My First C64/X16 Programs!

Elektron72 · Post by **Elektron72** » Mon Aug 31, 2020 12:55 am

The 6502 (and 65c02) only have 8 bit add and subtract. The carry flag has to be used to perform operations on any larger values, and multiplication/division must be done with loops and bit shifts.

desertfish · Post by **desertfish** » Mon Aug 31, 2020 8:47 am

@geek504 Discussing Prog8 is probably best done in the topic I made in the "X16 General Chat" subforum? Can you perhaps ask your question again there?

Also the C64 (and CX16's) math functions operate on 5-byte floats i.e. 40 bits. Internally they work with 6 bytes I think for intermediate rounding precision, but the float values stored in memory occupy 5 bytes. Of course all floating point operations are implemented in software in the ROM

BruceMcF · Post by **BruceMcF** » Mon Aug 31, 2020 5:02 pm

On 8/31/2020 at 4:47 PM, desertfish said:

Also the C64 (and CX16's) math functions operate on 5-byte floats i.e. 40 bits. Internally they work with 6 bytes I think for intermediate rounding precision, but the float values stored in memory occupy 5 bytes. Of course all floating point operations are implemented in software in the ROM

Four bytes of that are the number part, the "mantissa", with the fifth byte the exponent ... the "x10^[__]" part in scientific notation, but since it is a binary floating point it is really "x2^[___]".

This is more precision than "standard" 32bit float, and for most floating point applications that the CX16 can handle makes long (64bit) floats pretty much redundant. A standard 32bit float is 23 bits mantissa but thanks to a trick it represents a 24 bit ... three byte ... numeric part, because floating point slides the binary number until the leading bit in front of the "binary" point (not "decimal" point) is a "1", and if you know what it is, you don't have to store it. IOW, if the result of an operation is 0.0011011101...x2^12, that is converted to 1.1011101...x2^9, and only the bits after the binary point are stored. That is an unsigned value, with the sign of the mantissa in the high bit of the floating point number and bits 23-30 as an unsigned value that represents (exponent+127), so 2^0 is binary 127 ($7F).

Source material

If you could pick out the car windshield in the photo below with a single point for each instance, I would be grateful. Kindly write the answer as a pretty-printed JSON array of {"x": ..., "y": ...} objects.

Objective A
Repeat from the thread on C64 and X16 math the passage starting with "My First C64/X16" and going on through "question again there?".
Objective B
Proceed with the forum thread on C64 and X16 floating-point math, writing on from its final sentence.

Answer A
My First C64/X16 Programs!

Elektron72 · Post by **Elektron72** » Mon Aug 31, 2020 12:55 am

The 6502 (and 65c02) only have 8 bit add and subtract. The carry flag has to be used to perform operations on any larger values, and multiplication/division must be done with loops and bit shifts.

desertfish · Post by **desertfish** » Mon Aug 31, 2020 8:47 am

@geek504 Discussing Prog8 is probably best done in the topic I made in the "X16 General Chat" subforum? Can you perhaps ask your question again there?

Answer B
So standard floating point numbers can PRECISELY represent integers from +/-16,777,216 ... about +/-16.7 million. Outside of that range, they can only precisely represent integers that have a appropriate power of 2 as a factor.

By contrast, the Microsoft 6502 "extended" floating points (at Commodore's insistence) can precisely represent integers from +/-4,294,967,296 ... about +/-4.2 billion. The reason for Commodore's insistence is if you do exact accounting, you actually represent dollar values as an integer number of CENTS, so standard 32bit floats can only precisely represent +/-$167,772.16, and to Commodore's way of thinking, that wasn't big enough. A simple eight digit calculator can do better (using signed-magnitude Binary Coded Decimal arithmetic) .... +/-$999,999.99 ... and they weren't going to have an expensive computer system beat by an eight digit calculator!!!

This is actually twice the range of xForth's "double cell" integers, because the floating point are sign+size, while Forth has native signed integers that run from -2,147,483,648 to +2,147,483,647. So while floating point is generally LESS "precision" than scaled fixed point of the same size ... C64 floating point is actually roughly twice as precise as scaled signed 32bit fixed point (it's the same precision as 32bit unsigned, because if the data is unsigned then the mantissa sign flag being clear doesn't give any extra information).

Still, +/- 2 billion tends to be enough for lots of purposes when you have numbers that don't fit into the signed +/-32,000 ish or unsigned 64 thousand ish of 16bit integers.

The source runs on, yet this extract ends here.